— START Records shown —

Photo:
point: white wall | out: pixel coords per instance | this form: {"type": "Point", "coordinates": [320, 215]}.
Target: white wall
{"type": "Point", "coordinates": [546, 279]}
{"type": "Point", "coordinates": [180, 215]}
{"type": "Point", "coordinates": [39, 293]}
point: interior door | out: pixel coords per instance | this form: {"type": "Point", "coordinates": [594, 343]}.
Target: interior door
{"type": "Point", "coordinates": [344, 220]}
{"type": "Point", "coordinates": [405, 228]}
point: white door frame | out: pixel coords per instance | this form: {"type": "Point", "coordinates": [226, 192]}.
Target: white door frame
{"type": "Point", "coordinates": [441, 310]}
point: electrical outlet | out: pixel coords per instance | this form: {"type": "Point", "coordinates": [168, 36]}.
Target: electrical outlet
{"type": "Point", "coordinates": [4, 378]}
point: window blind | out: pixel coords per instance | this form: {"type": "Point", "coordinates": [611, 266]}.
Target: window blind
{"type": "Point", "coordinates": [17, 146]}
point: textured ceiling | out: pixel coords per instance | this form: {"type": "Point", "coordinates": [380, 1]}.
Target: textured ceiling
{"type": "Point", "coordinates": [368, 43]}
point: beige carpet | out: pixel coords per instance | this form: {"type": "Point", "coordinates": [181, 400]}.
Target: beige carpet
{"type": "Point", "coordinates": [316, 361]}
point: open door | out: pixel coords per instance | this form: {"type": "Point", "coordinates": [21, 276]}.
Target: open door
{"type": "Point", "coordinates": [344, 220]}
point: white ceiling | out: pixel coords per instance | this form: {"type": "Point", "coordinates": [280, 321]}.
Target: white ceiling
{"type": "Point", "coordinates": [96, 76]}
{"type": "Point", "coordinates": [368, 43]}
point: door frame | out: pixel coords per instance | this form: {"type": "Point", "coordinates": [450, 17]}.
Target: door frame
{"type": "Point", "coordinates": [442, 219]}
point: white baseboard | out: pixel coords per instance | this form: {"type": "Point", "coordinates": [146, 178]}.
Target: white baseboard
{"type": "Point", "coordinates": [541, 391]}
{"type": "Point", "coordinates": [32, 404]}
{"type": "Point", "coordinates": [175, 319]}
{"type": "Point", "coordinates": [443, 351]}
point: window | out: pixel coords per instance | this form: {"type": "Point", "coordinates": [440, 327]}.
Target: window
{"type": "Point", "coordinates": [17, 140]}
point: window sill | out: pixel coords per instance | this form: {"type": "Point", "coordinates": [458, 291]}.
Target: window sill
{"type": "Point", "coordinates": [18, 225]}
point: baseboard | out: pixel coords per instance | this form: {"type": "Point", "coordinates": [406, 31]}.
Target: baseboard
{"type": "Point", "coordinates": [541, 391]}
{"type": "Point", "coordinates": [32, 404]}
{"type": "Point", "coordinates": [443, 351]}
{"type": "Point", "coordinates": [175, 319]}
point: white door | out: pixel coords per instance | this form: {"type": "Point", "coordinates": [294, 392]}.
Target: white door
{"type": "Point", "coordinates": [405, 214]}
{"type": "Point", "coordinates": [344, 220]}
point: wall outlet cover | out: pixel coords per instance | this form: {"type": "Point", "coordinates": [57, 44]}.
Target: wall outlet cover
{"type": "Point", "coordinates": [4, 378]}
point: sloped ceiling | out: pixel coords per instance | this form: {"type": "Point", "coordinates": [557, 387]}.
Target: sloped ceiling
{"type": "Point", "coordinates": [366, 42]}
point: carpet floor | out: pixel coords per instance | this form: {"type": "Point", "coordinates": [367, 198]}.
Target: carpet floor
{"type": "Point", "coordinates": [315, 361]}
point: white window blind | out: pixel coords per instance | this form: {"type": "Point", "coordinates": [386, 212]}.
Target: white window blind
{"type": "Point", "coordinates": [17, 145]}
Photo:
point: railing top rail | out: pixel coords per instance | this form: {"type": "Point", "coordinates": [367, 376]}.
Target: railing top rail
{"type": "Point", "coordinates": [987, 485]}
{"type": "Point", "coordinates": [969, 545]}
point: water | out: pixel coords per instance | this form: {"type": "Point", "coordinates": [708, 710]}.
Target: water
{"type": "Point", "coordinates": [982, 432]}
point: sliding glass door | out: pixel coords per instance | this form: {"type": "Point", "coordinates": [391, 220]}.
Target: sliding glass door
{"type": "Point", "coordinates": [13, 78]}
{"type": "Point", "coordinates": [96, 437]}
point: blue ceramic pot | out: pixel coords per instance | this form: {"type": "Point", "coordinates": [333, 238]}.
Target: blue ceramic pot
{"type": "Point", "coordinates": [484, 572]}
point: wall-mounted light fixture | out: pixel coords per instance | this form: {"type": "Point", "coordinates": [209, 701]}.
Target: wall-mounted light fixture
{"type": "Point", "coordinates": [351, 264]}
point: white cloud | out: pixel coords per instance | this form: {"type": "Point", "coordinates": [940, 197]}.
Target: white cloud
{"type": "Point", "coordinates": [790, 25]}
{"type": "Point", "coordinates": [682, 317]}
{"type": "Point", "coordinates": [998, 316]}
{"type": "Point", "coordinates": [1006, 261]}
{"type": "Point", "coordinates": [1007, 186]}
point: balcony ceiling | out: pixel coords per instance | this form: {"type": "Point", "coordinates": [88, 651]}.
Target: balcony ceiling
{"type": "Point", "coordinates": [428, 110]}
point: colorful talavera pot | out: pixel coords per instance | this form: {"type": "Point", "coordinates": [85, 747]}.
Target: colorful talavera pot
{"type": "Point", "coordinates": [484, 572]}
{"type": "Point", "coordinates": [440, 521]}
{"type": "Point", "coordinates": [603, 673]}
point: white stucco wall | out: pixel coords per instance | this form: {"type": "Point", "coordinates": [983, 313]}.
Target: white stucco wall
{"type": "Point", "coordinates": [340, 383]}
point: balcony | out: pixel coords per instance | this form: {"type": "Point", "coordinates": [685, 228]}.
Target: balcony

— END Records shown —

Written exercise »
Reproduce all of the data above verbatim, line for line, without any changes.

Response to this exercise »
Photo:
point: white wall | out: pixel coords per instance | this form: {"type": "Point", "coordinates": [320, 215]}.
Target: white wall
{"type": "Point", "coordinates": [546, 279]}
{"type": "Point", "coordinates": [180, 215]}
{"type": "Point", "coordinates": [39, 293]}
point: interior door | out: pixel coords per instance | this form: {"type": "Point", "coordinates": [594, 343]}.
Target: interior door
{"type": "Point", "coordinates": [344, 220]}
{"type": "Point", "coordinates": [405, 228]}
point: white door frame | out: pixel coords per instance | this form: {"type": "Point", "coordinates": [226, 192]}.
Target: white door frame
{"type": "Point", "coordinates": [441, 310]}
point: electrical outlet | out: pixel coords per instance | this form: {"type": "Point", "coordinates": [168, 36]}.
Target: electrical outlet
{"type": "Point", "coordinates": [4, 378]}
point: window blind | out: pixel coords per instance | this form: {"type": "Point", "coordinates": [611, 266]}.
Target: window blind
{"type": "Point", "coordinates": [17, 146]}
point: textured ceiling | out: pixel coords per instance | this form: {"type": "Point", "coordinates": [380, 1]}.
Target: textured ceiling
{"type": "Point", "coordinates": [368, 43]}
point: beige carpet | out: pixel coords per instance | this form: {"type": "Point", "coordinates": [181, 400]}.
Target: beige carpet
{"type": "Point", "coordinates": [316, 361]}
point: open door | out: pixel coords per instance | this form: {"type": "Point", "coordinates": [21, 276]}.
Target: open door
{"type": "Point", "coordinates": [344, 220]}
point: white ceiling | out: pixel coords per instance | this form: {"type": "Point", "coordinates": [280, 321]}.
Target: white ceiling
{"type": "Point", "coordinates": [96, 76]}
{"type": "Point", "coordinates": [368, 43]}
point: door frame | out: pixel coords per instance | this form: {"type": "Point", "coordinates": [450, 17]}.
Target: door frame
{"type": "Point", "coordinates": [442, 219]}
point: white baseboard | out: pixel coords per instance | this form: {"type": "Point", "coordinates": [146, 178]}.
Target: white baseboard
{"type": "Point", "coordinates": [541, 391]}
{"type": "Point", "coordinates": [32, 404]}
{"type": "Point", "coordinates": [175, 319]}
{"type": "Point", "coordinates": [443, 351]}
point: window | out: pixel coords per instance | this form: {"type": "Point", "coordinates": [440, 327]}.
Target: window
{"type": "Point", "coordinates": [17, 140]}
point: window sill | out: pixel coords per instance | this form: {"type": "Point", "coordinates": [458, 291]}.
Target: window sill
{"type": "Point", "coordinates": [18, 225]}
point: baseboard | out: pixel coords per instance | this form: {"type": "Point", "coordinates": [406, 31]}.
Target: baseboard
{"type": "Point", "coordinates": [541, 391]}
{"type": "Point", "coordinates": [32, 404]}
{"type": "Point", "coordinates": [443, 351]}
{"type": "Point", "coordinates": [175, 319]}
point: white door | out: pixel coords per instance | this form: {"type": "Point", "coordinates": [294, 392]}.
Target: white door
{"type": "Point", "coordinates": [405, 214]}
{"type": "Point", "coordinates": [344, 220]}
point: wall outlet cover | out: pixel coords per instance | this form: {"type": "Point", "coordinates": [57, 44]}.
Target: wall outlet cover
{"type": "Point", "coordinates": [4, 378]}
point: sloped ceiling | out: pixel coords per instance | this form: {"type": "Point", "coordinates": [557, 387]}.
Target: sloped ceiling
{"type": "Point", "coordinates": [366, 42]}
point: carpet floor | out: pixel coords per instance | this form: {"type": "Point", "coordinates": [367, 198]}.
Target: carpet floor
{"type": "Point", "coordinates": [315, 361]}
point: white window blind | out: pixel coords per instance | this form: {"type": "Point", "coordinates": [386, 212]}.
Target: white window blind
{"type": "Point", "coordinates": [17, 145]}
Photo:
point: railing top rail | out: pixel coords per instance | this form: {"type": "Point", "coordinates": [367, 376]}.
Target: railing top rail
{"type": "Point", "coordinates": [987, 485]}
{"type": "Point", "coordinates": [969, 545]}
point: water | out: pixel coords per instance | this form: {"type": "Point", "coordinates": [708, 710]}.
Target: water
{"type": "Point", "coordinates": [982, 432]}
point: sliding glass door | out: pixel coords per instance | this form: {"type": "Point", "coordinates": [391, 220]}.
Target: sliding glass door
{"type": "Point", "coordinates": [13, 78]}
{"type": "Point", "coordinates": [96, 437]}
point: blue ceramic pot | out: pixel coords per instance | this form: {"type": "Point", "coordinates": [333, 238]}.
Target: blue ceramic pot
{"type": "Point", "coordinates": [484, 572]}
point: wall-mounted light fixture | out: pixel coords per instance | this form: {"type": "Point", "coordinates": [209, 701]}.
Target: wall-mounted light fixture
{"type": "Point", "coordinates": [351, 264]}
point: white cloud | out: pixel coords per instance | this form: {"type": "Point", "coordinates": [940, 197]}.
Target: white cloud
{"type": "Point", "coordinates": [790, 25]}
{"type": "Point", "coordinates": [682, 317]}
{"type": "Point", "coordinates": [998, 316]}
{"type": "Point", "coordinates": [1006, 261]}
{"type": "Point", "coordinates": [1007, 186]}
point: balcony ceiling | out: pixel coords per instance | this form: {"type": "Point", "coordinates": [88, 651]}.
Target: balcony ceiling
{"type": "Point", "coordinates": [428, 110]}
point: colorful talavera pot | out: pixel coords per instance | this form: {"type": "Point", "coordinates": [85, 747]}.
Target: colorful talavera pot
{"type": "Point", "coordinates": [484, 572]}
{"type": "Point", "coordinates": [440, 521]}
{"type": "Point", "coordinates": [603, 673]}
point: white stucco wall | out: pixel coords per instance | this form: {"type": "Point", "coordinates": [983, 313]}.
Target: white stucco wall
{"type": "Point", "coordinates": [340, 383]}
point: balcony | out: pixel coords per instance | this form: {"type": "Point", "coordinates": [685, 228]}.
Target: balcony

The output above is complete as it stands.